--- PROMPT 1 ---
According to the excerpt on the Colombian peace seminar, why did Múnera expect that much of what the two former commanders said would be hard to hear?
====
In the seven years since the 2016 Havana Accord put an end to the more than half-century old insurgency by the Fuerzas Armadas Revolucionarias de Colombia (FARC), Colombians have witnessed some remarkable and positive developments.

They include the demobilisation of insurgents in exchange for amnesty, transformation of the FARC into a political party, the establishment of a Truth and Reconciliation Commission, and a land reform process.

Colombians have even seen the implementation of a pathway for former guerillas to access universities and a university preparatory programme.

Still, despite such progress, on 23 March 2023, Father Luis Fernando Múnera, SJ, rector of Pontificia Universidad Javeriana (PUJ) in Bogotá, Colombia, knew the seminar being held that afternoon was like no other in history of the university established almost 400 years earlier.



In a lecture hall usually used for chemistry or mathematics lectures, sitting on the stage, not four feet apart, were Rodrigo Londoño Echeverri, the former commander of the FARC and Colonel (r) Luis Fernando Borja, who as a former commander of the Colombian army-led the forces that hunted Echeverri when known by his nom de guerre Timoleón Jimenéz or Timochenko.

Múnera knew that much of what the former commandants would say would be difficult to hear. After all, the war had claimed 450,000 lives (government soldiers, FARC, other insurgents and civilians).

“You could feel the tension in the room when Echeverri explained his decision to sign the peace accord and embrace a transitional justice tribunal based on restorative justice as a path to reconciliation,” said Múnera.

“Colonel (r) Borja narrated [the experience of having to] face his family and tell them that he was not the hero they thought he was. On the contrary, he acknowledged his participation in the assassination of innocent civilians that were later presented as killed in combat.
====
--- PROMPT 2 ---
Put the entries into a numbered list, skipping blank lines: begin at the line that has "Task: indicate the evergreen" and stop after the last line of the entries.

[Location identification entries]
====
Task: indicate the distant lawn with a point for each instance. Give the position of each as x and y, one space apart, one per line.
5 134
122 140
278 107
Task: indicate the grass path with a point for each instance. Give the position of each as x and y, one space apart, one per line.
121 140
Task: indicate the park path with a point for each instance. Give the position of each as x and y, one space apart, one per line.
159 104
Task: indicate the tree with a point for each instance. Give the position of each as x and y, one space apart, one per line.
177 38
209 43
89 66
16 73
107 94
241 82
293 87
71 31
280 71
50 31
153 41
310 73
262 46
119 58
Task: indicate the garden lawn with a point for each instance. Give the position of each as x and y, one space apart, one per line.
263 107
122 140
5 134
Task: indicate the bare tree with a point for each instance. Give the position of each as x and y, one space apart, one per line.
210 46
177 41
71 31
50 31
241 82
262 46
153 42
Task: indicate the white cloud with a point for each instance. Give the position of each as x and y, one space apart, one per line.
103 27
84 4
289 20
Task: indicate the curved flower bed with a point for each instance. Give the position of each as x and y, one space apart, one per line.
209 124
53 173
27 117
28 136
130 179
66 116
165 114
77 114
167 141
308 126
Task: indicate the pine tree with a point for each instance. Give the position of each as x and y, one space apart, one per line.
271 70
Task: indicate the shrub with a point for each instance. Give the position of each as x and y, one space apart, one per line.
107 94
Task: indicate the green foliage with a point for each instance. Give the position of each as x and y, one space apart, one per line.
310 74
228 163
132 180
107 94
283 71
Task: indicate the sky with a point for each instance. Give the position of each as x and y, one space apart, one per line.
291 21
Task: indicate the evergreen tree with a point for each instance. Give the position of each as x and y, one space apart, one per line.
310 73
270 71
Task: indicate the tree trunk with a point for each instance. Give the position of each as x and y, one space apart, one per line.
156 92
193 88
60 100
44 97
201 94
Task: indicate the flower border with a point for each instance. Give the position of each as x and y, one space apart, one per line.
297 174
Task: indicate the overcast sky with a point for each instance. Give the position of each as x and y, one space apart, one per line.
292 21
====
--- RESULT 1 ---
The war had claimed 450,000 lives, including government soldiers, FARC members, other insurgents and civilians.

--- RESULT 2 ---
1. Task: indicate the evergreen tree with a point for each instance. Give the position of each as x and y, one space apart, one per line.
2. 310 73
3. 270 71
4. Task: indicate the tree trunk with a point for each instance. Give the position of each as x and y, one space apart, one per line.
5. 156 92
6. 193 88
7. 60 100
8. 44 97
9. 201 94
10. Task: indicate the flower border with a point for each instance. Give the position of each as x and y, one space apart, one per line.
11. 297 174
12. Task: indicate the overcast sky with a point for each instance. Give the position of each as x and y, one space apart, one per line.
13. 292 21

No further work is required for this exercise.